_WHAT YOU HAVE TO DO_
In the sermon excerpt below, for what reason does the quoted Hebrews 12:2 say Jesus endured the cross?

V3-4 tell us that things will happen and we cannot control them. It will rain, the wind will blow and trees will fall and watching won’t change that.  You can sit refreshing the weather app on your phone but it won’t change the fact that it is going to snow next Wednesday.[2] Scrolling through the live feed is not going to make coronavirus go away any sooner.  Notice however, that the believer’s response is not fatalism. We don’t just give up because without control life is pointless. Rather we are invited to stay busy in the work that God has called us to do.

V5-6 The reason why our watching is pointless is because we don’t truly know God’s ways. We can of course give scientific descriptions of physical and biological processes, we know how a baby develops in the womb. However, we don’t really understand how God gives it life. We just know that the child is a living, sentient being with value and identity.  So often our behaviour is about trying to control and manage every detail. Some of try to do that by superstition and others by mental or physical efforts. But we cannot change the facts of history.  So don’t get distracted by worrying about those things out of your control. Focus on what God has given you to do. Work hard, try different things because you do not know which things you try will work out.

II. What does the text mean?

  1. In what ways does this point to Christ?

As I read these verses, first of all I am reminded that Christ is quite unlike any of us.  Whereas I do not know what the future holds and cannot see into the secret will of God, Jesus being fully God as well as fully man sees and knows everything. Jesus knew what his future held, not just in his lifetime but from the before the very foundation of time and space. Knowing all of that, Jesus still came, knowing he must suffer, be rejected, mocked handed over and killed. Why did Jesus do that? Well we often talk about him doing it for us but actually Hebrews 12:2 tells us that we are to look

to Jesus, the founder and perfecter of our faith, who for the joy that was set before him endured the cross, despising the shame, and is seated at the right hand of the throne of God.”

It was because Jesus knew what was beyond, with certainty he knew that what he gave up would return to him that he was able to lay down his life.

  • Where is hope in the passage?

_DATASET RECORDS_
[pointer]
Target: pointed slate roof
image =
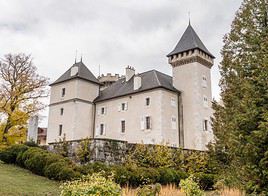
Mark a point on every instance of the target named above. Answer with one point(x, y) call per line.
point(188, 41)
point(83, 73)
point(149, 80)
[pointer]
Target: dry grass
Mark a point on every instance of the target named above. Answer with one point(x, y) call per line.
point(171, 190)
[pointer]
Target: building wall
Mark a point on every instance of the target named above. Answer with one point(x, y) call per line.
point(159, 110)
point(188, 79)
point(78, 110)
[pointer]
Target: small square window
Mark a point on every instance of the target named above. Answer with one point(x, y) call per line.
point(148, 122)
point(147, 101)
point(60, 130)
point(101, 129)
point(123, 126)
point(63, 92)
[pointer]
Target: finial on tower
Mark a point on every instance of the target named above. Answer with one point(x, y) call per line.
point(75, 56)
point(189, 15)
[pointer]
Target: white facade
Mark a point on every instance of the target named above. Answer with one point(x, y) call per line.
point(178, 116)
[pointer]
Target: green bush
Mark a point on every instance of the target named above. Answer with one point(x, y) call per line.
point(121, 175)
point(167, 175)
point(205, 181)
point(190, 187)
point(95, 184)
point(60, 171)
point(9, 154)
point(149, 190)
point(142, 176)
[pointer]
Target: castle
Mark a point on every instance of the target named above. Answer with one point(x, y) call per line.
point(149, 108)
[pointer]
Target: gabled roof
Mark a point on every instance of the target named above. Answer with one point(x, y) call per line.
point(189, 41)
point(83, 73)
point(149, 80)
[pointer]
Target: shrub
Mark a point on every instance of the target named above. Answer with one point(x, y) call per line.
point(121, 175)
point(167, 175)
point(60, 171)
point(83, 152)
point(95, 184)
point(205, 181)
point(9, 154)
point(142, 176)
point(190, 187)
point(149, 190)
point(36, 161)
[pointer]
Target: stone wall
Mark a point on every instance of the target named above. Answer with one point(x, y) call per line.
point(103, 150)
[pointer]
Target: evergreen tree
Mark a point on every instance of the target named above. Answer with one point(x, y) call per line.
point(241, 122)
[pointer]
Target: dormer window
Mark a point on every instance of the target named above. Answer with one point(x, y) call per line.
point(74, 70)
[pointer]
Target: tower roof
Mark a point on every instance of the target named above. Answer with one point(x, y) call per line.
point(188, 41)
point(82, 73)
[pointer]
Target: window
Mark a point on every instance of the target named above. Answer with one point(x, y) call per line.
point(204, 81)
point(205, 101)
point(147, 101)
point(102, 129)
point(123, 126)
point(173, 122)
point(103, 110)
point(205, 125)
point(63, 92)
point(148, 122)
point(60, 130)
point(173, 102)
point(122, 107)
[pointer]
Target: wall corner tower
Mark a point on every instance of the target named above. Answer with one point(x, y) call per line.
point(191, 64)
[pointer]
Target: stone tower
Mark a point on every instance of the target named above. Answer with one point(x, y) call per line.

==

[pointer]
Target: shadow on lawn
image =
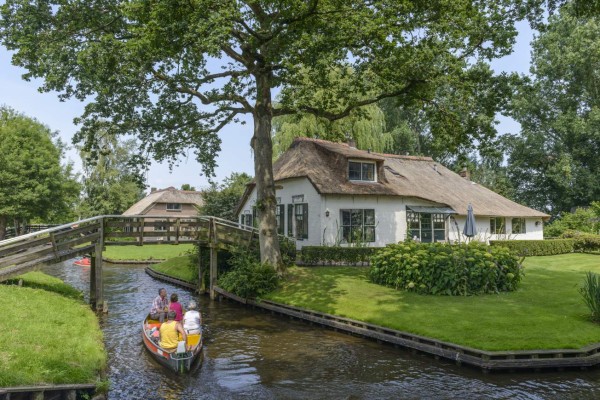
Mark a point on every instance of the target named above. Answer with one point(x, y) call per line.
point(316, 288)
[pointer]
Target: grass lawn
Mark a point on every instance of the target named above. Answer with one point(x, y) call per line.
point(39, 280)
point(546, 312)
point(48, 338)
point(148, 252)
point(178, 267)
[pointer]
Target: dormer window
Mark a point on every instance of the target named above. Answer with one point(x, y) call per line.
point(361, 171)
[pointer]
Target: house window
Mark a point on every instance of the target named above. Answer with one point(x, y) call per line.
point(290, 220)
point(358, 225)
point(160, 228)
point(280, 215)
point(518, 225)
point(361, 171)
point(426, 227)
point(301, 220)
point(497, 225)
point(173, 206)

_ANSWER FOR THE TASK_
He endured it for the joy that was set before him.